Problem statement - Copy out the lines of the listing below word for word, from the line containing "In this exercise you will point out the black trousers" through the line containing "[(623, 713), (447, 737)]", including both of those lines.

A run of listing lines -
(begin)

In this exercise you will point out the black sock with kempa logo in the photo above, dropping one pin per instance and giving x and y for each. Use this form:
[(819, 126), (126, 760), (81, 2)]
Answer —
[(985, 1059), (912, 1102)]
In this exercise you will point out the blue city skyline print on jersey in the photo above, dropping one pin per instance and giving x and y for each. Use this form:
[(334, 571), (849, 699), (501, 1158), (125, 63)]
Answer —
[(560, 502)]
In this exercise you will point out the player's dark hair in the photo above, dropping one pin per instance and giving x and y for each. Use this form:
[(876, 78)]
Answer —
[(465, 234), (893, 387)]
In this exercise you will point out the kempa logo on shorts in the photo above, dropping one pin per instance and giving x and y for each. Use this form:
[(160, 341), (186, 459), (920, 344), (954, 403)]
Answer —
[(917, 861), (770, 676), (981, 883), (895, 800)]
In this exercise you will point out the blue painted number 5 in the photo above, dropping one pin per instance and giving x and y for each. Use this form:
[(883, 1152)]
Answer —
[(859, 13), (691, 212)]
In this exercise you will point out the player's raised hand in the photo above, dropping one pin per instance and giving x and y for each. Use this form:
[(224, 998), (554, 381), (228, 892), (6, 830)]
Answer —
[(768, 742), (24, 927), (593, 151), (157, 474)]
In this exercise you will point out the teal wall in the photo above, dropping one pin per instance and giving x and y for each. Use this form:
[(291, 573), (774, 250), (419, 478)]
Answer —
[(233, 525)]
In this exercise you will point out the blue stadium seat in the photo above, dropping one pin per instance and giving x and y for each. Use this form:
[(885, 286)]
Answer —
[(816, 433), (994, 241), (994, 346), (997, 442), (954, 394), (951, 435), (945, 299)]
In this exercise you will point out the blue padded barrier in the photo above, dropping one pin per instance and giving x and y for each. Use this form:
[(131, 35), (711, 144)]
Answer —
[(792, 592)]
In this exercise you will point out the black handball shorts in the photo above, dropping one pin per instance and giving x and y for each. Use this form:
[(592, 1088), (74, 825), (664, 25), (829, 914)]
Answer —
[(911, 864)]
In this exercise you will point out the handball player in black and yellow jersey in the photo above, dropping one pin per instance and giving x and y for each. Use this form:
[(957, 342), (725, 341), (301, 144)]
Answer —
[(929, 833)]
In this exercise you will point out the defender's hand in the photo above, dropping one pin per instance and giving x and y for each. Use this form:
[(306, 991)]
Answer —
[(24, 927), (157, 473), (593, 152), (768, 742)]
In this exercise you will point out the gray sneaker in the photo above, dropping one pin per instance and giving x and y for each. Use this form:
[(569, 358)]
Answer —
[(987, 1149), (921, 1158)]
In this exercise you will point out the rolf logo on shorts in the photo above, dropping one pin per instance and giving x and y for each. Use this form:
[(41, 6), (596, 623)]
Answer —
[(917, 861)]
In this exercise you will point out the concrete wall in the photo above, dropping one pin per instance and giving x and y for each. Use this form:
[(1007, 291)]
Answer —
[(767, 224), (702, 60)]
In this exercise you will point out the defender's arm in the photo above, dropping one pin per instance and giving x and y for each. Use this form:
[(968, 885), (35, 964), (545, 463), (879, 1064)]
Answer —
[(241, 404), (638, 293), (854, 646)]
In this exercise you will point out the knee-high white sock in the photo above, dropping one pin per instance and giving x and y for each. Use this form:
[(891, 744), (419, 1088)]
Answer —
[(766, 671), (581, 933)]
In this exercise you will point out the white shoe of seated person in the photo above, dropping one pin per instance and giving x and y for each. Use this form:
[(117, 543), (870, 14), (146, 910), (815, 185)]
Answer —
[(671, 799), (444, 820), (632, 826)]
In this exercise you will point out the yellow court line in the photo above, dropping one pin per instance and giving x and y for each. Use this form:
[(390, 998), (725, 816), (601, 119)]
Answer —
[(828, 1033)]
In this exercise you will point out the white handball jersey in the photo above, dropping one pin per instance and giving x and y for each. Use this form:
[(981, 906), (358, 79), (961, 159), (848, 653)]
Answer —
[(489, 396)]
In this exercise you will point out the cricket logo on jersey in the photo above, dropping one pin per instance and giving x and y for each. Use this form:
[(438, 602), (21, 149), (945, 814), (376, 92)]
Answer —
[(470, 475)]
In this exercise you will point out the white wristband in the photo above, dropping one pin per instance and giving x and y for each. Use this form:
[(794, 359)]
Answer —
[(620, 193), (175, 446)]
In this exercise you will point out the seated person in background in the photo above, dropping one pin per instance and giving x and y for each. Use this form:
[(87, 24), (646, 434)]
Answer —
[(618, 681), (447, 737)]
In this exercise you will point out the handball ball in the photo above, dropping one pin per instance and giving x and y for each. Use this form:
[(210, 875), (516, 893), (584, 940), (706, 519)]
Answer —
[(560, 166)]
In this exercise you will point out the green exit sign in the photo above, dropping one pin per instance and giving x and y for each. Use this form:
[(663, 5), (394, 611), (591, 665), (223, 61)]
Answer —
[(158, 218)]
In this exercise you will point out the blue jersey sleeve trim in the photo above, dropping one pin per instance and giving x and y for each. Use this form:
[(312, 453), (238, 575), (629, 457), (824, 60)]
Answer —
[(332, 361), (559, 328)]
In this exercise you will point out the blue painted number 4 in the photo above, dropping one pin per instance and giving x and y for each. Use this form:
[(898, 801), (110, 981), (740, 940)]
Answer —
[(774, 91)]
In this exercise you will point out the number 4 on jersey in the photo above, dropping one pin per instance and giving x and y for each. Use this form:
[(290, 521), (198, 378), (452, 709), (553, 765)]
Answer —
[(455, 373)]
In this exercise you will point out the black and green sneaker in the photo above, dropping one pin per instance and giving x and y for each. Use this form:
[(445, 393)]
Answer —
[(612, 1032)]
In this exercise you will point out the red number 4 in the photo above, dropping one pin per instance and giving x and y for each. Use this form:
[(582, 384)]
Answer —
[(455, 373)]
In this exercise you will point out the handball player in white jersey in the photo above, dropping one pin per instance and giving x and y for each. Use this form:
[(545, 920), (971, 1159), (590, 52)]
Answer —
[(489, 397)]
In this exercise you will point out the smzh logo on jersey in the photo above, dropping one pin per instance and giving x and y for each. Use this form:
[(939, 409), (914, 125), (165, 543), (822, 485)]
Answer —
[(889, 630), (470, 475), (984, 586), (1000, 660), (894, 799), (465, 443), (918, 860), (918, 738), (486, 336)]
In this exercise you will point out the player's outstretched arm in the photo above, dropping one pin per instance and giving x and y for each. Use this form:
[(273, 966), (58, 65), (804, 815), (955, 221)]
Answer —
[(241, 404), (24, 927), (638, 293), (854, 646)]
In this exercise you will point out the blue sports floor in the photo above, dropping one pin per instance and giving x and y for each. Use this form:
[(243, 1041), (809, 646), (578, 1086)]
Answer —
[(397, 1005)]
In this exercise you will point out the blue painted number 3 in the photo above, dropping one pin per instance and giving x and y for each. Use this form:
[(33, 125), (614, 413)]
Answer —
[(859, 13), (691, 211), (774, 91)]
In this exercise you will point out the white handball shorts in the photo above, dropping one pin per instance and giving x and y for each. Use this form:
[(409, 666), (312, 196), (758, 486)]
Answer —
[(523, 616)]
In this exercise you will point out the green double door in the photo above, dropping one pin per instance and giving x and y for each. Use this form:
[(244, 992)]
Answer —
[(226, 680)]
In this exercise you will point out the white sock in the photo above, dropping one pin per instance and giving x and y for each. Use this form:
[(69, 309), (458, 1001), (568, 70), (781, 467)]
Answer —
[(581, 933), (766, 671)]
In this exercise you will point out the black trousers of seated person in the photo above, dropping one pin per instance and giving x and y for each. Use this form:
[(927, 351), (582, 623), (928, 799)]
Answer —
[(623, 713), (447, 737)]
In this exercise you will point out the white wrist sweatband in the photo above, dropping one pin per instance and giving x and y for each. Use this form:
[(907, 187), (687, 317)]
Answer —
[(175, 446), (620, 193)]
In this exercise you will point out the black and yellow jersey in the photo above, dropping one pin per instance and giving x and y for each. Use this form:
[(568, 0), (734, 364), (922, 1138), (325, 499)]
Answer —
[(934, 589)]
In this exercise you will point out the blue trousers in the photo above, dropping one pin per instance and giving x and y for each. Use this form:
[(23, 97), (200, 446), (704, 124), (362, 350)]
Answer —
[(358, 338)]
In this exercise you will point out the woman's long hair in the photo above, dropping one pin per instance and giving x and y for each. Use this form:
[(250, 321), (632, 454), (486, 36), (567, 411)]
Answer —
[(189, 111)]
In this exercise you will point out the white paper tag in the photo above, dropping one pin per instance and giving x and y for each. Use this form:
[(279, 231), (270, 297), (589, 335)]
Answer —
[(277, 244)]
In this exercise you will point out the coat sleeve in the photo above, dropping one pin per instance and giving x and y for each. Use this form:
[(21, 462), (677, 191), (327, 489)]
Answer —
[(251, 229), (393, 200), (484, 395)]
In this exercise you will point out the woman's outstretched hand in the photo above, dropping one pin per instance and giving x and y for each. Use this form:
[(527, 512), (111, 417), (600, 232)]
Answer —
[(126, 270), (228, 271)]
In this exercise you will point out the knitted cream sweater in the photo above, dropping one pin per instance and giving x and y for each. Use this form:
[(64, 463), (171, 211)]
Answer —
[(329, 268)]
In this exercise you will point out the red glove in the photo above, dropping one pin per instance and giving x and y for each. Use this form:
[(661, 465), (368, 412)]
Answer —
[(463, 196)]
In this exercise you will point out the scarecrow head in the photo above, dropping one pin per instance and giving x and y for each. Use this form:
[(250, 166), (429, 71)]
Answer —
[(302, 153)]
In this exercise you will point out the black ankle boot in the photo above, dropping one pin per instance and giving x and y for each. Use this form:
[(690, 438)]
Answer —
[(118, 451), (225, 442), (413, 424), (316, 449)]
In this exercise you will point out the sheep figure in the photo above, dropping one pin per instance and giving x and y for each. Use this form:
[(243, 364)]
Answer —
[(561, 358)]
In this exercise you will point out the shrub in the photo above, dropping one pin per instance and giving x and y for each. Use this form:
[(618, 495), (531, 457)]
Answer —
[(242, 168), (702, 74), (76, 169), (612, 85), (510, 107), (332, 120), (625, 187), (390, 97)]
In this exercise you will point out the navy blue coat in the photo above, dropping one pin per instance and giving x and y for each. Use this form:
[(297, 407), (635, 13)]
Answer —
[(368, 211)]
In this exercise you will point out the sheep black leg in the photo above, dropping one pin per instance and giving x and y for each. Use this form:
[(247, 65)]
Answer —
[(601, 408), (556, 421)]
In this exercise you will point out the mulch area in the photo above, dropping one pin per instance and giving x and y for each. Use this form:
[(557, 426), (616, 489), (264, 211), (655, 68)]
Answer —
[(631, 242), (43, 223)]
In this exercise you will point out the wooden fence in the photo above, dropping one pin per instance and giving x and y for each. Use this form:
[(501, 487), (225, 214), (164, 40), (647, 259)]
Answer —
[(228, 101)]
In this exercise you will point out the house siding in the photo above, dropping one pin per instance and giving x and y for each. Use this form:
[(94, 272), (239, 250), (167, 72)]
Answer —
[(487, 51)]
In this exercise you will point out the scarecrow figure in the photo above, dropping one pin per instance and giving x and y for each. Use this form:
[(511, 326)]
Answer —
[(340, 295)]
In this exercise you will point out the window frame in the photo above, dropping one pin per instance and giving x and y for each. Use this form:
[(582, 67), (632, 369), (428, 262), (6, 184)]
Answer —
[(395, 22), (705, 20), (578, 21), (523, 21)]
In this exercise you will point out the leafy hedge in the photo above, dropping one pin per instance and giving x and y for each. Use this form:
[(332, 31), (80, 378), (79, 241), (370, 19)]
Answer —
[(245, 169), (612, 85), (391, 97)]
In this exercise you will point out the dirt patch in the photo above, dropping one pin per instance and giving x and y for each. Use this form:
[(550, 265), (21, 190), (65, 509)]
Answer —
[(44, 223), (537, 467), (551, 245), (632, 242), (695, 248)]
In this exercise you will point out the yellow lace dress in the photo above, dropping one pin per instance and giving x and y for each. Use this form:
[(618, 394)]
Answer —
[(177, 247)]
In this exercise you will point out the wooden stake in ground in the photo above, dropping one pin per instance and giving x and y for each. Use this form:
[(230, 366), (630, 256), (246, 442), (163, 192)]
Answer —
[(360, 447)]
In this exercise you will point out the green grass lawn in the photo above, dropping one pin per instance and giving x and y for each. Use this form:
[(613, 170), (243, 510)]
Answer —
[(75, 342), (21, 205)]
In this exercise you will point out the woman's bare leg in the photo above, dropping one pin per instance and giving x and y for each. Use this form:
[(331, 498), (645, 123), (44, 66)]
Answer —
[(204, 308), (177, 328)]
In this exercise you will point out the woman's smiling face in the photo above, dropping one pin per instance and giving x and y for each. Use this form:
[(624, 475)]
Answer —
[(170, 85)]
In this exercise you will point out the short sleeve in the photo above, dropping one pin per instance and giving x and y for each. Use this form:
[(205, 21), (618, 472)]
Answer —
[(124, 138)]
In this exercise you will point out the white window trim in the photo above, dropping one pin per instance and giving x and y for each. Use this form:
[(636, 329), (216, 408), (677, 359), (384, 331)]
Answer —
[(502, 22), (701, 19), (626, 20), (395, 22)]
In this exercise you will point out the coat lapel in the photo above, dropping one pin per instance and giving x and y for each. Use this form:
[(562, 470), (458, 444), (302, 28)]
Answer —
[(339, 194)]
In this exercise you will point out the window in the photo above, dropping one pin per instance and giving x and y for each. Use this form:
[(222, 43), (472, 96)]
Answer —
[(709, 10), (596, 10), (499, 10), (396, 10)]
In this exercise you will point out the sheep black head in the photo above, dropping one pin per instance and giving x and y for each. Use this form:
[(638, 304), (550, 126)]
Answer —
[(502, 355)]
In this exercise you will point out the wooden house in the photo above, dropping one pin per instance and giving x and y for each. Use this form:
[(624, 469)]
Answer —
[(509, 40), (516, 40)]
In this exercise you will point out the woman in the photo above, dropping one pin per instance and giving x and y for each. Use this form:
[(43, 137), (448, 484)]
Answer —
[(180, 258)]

(end)

The response -
In this exercise you will point out the black trousers of seated person in the photo above, dropping one pin per instance and giving x and y for each. Use this form:
[(927, 351), (582, 623), (928, 799)]
Answer —
[(623, 713), (447, 737)]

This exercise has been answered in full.